## START Source passage
Gentle Guide to rmlint

Welcome to the Tutorial of rmlint.

We use a few terms that might not be obvious to you at first, so we gonna explain them to you here.

Duplicate:A file that has the same hash as another file.
Original:In a group of duplicates, one file is said to be the original file, from which the copies where created. This might or might not be true, but is an helpful assumption when deleting files.

Beginner Examples

Let's just dive in into some examples:

$ rmlint

This simply scans your current working directory for lint and reports them in your terminal. Note that nothing will be removed (even if it prints rm).

Despite it's name, rmlint just finds suspicious files, but never modifies the filesystem itself [*]. Instead it gives you detailed reports in different formats to get rid of them yourself. These reports are called outputs. By default a shellscript will be written to rmlint.sh that contains readily prepared shell commands to remove duplicates and other finds,

[*]You could say it should be named findlint.

So for the above example, the full process would be:

$ rmlint some/path
# (wait for rmlint to finish running)
$ gedit rmlint.sh
# (or any editor you prefer... review the content of rmlint.sh to
#  check what it plans to delete; make any edits as necessary)
$ ./rmlint.sh
# (the rmlint.sh script will ask for confirmation, then delete the
#  appropriate lint, then delete itself)

On larger runs, it might be more preferable to show a progressbar instead of a long list of files. You can do this easily with the -g switch:

$ rmlint -g

Filtering input files

What if we do not want to check all files as dupes? rmlint has a good reportoire of options to select only certain files. We won't cover all options, but the useful ones. If those options do not suffice, you can always use external tools to feed rmlint's stdin:

$ find pics/ -iname '*.png' | rmlint -

Limit files by size using --size

# only check files between 20 MB and 1 Gigabyte:
$ rmlint --size 20M-1G
# short form (-s) works just as well:
$ rmlint -s 20M-1G
# only check files bigger than 4 kB:
$ rmlint -s 4K
# only check files smaller than 1234 bytes:
$ rmlint -s 0-1234

Valid units include:

K,M,G,T,P for powers of 1000
KB, MB, GB etc for powers of 1024

If no units are given, rmlint assumes bytes.

Limit files by their basename

By default, rmlint compares file contents, regardless of file name. So if afile.jpg has the same content as bfile.txt (which is unlikely!), then rmlint will find and report this as a duplicate. You can speed things up a little bit by telling rmlint not to try to match files unless they have the same or similar file names. The three options here are:

-b (--match-basename)
## END Source passage
**Work to complete:**
According to the rmlint tutorial, what unit does rmlint assume for a size when no unit is given?
## START Information provided
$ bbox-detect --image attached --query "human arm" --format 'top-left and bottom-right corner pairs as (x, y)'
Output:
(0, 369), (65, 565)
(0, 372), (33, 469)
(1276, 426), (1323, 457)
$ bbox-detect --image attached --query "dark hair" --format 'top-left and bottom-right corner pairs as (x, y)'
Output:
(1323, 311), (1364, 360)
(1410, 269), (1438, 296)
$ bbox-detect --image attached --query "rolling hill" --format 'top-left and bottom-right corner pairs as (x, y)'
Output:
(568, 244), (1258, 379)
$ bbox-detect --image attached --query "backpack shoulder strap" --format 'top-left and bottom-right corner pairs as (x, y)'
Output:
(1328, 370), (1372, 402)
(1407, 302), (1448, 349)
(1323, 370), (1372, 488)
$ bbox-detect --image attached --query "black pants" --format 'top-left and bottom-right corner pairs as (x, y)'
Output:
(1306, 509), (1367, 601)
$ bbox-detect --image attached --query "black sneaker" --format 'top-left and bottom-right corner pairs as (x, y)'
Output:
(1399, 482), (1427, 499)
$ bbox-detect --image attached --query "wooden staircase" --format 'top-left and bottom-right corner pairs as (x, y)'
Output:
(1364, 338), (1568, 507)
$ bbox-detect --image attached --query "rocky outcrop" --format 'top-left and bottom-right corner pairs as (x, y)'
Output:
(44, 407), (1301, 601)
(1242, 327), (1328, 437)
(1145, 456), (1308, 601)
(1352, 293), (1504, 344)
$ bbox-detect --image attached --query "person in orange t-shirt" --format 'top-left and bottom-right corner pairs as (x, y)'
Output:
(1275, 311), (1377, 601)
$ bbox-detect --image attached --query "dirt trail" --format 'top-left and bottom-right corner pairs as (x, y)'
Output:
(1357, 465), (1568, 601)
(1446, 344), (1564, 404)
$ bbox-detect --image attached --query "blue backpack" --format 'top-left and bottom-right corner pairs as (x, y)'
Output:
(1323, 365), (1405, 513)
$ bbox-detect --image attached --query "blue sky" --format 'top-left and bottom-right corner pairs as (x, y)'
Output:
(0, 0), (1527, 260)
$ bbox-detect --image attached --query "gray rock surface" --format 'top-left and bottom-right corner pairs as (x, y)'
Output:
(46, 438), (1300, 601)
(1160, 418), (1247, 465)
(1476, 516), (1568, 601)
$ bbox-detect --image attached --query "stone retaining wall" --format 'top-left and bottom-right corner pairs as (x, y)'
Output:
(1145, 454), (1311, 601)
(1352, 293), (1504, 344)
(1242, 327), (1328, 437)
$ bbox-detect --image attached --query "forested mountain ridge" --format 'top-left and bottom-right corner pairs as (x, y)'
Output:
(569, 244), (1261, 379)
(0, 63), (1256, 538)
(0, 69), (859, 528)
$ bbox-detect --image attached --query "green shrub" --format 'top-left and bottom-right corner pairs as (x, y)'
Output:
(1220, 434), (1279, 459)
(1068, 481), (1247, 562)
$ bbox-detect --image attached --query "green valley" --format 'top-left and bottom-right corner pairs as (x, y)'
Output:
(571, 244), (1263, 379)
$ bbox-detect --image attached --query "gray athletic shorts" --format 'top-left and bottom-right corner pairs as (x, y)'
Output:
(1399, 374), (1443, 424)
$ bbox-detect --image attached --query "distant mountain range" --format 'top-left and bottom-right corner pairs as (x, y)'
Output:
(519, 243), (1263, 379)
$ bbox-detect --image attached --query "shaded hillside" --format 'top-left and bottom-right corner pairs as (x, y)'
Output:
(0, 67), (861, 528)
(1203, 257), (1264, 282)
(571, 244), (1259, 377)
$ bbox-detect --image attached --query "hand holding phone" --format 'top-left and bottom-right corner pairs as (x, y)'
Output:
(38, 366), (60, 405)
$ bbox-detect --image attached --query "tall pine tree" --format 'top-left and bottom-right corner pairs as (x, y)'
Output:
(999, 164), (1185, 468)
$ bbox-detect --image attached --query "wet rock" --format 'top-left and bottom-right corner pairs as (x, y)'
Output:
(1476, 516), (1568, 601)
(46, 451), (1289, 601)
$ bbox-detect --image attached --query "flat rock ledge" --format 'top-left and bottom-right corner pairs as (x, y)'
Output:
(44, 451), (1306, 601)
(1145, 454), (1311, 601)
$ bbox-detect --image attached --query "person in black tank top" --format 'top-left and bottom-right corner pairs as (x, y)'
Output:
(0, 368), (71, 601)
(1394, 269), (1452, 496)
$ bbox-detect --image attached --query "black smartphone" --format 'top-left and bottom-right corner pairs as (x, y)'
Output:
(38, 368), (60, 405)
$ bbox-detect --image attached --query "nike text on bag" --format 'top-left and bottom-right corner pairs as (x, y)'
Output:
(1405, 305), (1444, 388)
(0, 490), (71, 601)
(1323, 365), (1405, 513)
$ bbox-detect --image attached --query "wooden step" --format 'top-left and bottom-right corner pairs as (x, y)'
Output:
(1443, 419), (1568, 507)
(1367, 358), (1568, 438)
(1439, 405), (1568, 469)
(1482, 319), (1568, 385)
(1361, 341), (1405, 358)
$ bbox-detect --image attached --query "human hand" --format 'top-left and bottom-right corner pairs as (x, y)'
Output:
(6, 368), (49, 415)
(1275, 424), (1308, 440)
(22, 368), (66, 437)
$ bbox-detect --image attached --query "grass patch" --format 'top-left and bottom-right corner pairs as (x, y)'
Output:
## END Information provided
**Solved exercise:**
Bytes.